Retype the records from their first line up to and including the line with "column 1209, row 694", keeping every character the same.

LISTED RECORDS –
■ ■ ■ ■ ■ ■ ■

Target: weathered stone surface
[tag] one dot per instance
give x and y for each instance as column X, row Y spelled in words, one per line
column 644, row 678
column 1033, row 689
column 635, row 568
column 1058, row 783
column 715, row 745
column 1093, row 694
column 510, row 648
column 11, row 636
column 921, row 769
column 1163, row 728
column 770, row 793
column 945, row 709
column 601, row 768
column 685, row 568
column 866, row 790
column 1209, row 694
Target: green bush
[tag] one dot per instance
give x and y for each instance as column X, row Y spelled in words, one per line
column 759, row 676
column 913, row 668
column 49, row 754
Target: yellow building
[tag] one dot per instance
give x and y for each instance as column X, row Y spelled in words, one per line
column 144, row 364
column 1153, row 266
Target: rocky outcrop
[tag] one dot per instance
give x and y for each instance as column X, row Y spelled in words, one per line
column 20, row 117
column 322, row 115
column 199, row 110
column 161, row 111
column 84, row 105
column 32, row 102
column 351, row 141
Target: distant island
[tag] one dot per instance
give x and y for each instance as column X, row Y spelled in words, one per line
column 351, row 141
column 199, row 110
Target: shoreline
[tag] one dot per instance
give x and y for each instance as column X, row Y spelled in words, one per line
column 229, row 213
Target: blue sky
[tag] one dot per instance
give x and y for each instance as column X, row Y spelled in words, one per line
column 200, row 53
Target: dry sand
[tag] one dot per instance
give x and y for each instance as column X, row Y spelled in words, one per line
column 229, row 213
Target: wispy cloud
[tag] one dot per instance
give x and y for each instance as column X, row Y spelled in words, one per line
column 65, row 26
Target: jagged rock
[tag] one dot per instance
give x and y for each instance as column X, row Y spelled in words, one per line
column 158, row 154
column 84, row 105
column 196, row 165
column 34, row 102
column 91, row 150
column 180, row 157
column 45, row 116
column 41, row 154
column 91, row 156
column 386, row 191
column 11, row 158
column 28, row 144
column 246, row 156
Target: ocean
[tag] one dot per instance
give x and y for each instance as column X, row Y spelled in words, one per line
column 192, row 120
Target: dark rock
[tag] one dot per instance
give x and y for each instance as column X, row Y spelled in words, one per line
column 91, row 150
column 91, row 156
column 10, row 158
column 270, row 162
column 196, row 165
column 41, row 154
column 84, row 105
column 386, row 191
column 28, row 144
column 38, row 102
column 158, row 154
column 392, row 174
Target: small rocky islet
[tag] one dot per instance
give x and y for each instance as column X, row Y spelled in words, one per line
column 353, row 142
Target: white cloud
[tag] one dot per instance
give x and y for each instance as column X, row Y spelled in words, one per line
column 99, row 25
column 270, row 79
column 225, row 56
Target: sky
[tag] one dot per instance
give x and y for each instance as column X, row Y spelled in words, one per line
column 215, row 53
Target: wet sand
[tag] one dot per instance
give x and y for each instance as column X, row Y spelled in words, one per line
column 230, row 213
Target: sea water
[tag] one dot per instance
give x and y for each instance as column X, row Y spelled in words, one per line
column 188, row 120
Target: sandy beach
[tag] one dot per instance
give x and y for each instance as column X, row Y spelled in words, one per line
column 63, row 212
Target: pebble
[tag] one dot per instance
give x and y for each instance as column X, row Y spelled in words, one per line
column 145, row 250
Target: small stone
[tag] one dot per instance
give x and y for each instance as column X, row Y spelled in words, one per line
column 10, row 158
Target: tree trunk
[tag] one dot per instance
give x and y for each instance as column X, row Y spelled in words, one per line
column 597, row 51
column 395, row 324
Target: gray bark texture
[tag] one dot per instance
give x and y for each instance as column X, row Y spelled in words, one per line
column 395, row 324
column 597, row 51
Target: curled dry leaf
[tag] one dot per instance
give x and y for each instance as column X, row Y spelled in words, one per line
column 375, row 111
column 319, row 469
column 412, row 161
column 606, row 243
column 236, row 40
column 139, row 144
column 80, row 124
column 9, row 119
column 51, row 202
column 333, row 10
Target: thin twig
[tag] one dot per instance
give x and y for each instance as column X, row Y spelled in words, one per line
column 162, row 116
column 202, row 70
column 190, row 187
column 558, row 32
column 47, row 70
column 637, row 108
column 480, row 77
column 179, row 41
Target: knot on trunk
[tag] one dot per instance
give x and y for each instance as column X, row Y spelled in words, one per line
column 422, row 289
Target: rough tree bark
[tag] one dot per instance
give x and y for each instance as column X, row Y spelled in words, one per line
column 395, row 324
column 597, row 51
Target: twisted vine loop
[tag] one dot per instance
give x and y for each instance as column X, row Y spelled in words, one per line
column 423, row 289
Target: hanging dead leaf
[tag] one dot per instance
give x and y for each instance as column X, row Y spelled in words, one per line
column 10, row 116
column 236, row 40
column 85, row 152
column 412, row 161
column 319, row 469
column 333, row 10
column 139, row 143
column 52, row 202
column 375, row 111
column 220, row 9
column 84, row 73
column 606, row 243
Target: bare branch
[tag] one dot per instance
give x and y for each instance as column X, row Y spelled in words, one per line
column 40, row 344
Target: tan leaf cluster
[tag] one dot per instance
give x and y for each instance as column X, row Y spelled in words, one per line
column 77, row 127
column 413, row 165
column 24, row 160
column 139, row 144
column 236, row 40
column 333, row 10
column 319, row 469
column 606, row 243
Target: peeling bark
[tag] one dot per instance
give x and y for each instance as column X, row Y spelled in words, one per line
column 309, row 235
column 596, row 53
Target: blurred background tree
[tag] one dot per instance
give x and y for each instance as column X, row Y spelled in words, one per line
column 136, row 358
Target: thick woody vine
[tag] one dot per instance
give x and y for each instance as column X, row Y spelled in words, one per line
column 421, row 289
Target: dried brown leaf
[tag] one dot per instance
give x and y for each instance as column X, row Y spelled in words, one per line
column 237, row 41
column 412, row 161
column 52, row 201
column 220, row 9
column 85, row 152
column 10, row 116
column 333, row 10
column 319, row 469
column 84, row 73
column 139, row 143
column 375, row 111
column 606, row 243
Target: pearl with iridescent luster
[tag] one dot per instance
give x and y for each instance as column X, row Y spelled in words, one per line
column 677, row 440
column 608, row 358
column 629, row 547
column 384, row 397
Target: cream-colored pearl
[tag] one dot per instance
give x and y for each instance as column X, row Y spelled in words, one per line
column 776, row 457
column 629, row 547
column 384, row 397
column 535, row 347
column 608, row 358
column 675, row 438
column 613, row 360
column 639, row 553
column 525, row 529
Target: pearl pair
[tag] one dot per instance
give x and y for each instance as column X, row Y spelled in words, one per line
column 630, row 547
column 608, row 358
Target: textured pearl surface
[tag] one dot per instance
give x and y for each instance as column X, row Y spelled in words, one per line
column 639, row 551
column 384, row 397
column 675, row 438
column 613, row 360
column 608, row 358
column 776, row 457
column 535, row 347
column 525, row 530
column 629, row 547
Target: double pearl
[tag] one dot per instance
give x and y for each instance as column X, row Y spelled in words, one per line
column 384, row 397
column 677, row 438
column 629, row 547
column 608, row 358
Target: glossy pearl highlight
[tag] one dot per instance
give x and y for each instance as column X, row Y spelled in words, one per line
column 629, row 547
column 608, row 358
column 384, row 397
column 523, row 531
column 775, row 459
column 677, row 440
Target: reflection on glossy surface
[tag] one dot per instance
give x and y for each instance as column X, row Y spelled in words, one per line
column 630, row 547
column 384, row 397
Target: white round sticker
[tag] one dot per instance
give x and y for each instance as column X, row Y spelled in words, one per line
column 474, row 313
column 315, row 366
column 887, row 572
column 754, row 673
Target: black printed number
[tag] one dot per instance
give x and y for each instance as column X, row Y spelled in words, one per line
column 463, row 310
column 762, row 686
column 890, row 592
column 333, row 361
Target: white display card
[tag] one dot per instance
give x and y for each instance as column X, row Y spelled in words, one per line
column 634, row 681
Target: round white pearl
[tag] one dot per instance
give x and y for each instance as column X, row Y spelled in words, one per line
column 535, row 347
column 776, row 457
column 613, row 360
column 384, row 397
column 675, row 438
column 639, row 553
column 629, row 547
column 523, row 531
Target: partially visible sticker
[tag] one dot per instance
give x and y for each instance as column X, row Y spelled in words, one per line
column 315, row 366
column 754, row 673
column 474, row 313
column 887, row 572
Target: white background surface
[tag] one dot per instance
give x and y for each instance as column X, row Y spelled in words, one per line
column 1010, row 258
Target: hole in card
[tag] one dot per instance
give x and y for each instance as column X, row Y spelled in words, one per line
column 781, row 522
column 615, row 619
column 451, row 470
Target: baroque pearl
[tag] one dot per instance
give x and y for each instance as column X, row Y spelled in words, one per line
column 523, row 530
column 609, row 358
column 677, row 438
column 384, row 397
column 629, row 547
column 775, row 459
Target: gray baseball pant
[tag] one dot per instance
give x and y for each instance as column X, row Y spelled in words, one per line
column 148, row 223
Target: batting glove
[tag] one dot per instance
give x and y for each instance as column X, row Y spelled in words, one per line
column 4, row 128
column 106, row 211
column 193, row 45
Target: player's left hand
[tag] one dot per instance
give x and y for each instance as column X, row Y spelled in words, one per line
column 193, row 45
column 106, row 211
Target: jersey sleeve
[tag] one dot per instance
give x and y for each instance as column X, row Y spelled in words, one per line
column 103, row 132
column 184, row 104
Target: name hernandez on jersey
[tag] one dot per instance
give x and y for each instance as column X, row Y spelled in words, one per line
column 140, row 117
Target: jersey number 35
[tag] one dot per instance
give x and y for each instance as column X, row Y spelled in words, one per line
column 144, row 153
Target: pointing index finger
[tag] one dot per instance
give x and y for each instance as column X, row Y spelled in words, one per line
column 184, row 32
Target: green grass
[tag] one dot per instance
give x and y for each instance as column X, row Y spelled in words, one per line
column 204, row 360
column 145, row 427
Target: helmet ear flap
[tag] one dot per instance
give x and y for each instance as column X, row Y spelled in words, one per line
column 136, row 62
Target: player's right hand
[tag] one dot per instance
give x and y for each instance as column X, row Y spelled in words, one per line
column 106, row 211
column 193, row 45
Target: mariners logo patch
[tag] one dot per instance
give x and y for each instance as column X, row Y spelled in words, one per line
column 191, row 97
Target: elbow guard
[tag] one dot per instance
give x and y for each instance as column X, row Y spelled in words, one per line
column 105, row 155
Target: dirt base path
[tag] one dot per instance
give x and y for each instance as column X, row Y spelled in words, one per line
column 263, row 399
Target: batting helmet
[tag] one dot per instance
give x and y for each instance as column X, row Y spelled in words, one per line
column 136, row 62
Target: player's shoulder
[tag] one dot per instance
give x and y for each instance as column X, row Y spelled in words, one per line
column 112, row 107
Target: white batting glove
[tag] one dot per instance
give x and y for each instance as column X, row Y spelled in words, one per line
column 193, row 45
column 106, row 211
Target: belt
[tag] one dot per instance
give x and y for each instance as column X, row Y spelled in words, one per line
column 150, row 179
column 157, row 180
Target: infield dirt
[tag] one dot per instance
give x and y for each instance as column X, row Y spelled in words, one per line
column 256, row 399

■ ■ ■ ■ ■ ■ ■

PROBLEM SOLUTION –
Target: weathered stone surface
[tag] one dot per instance
give x and y for each instance as column X, row Y spelled in words, one per line
column 644, row 678
column 1033, row 689
column 635, row 568
column 1058, row 783
column 715, row 745
column 1093, row 694
column 510, row 648
column 11, row 636
column 921, row 769
column 1163, row 728
column 770, row 793
column 945, row 709
column 601, row 768
column 685, row 568
column 866, row 790
column 1209, row 694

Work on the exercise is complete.